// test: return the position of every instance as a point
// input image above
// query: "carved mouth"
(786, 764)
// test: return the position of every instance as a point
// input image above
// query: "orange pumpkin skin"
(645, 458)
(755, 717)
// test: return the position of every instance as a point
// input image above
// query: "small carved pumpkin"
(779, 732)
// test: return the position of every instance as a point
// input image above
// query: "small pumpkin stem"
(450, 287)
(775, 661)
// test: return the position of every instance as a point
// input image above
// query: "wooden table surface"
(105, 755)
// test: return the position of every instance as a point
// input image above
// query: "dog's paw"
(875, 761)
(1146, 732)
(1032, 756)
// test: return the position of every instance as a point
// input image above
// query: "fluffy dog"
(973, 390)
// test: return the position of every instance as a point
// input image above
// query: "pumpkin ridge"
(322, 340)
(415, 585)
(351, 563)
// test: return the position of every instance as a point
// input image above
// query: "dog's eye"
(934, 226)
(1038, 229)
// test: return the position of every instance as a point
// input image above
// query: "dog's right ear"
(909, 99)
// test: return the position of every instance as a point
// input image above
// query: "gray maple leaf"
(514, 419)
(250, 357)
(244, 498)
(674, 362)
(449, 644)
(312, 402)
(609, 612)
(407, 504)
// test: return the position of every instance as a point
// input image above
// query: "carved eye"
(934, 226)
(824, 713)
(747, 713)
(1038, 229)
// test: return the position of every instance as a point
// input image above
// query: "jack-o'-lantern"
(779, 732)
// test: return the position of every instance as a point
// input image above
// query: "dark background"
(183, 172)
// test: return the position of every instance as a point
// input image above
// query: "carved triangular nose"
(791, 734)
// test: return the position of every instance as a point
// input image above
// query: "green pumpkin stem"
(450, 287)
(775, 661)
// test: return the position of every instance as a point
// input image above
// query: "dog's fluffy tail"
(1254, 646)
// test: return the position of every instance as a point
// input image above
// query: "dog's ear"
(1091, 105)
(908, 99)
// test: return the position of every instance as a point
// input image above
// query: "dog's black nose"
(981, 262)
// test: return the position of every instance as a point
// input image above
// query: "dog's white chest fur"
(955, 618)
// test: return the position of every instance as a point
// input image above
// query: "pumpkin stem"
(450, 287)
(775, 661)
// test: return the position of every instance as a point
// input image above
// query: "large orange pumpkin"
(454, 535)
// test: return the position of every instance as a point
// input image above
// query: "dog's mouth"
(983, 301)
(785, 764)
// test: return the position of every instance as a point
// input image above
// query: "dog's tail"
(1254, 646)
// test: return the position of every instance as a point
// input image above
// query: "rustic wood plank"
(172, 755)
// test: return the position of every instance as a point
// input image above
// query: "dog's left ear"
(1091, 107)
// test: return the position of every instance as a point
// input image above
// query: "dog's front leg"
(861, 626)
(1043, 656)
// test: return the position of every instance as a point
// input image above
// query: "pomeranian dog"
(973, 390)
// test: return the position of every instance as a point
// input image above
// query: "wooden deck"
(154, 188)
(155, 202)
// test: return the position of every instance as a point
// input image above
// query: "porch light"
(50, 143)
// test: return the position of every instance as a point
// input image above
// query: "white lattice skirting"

→ **WRITTEN REQUEST**
Collect every line of the items above that contains the word "wooden".

→ **CORRECT OUTPUT**
// query: "wooden table surface"
// query: "wooden deck"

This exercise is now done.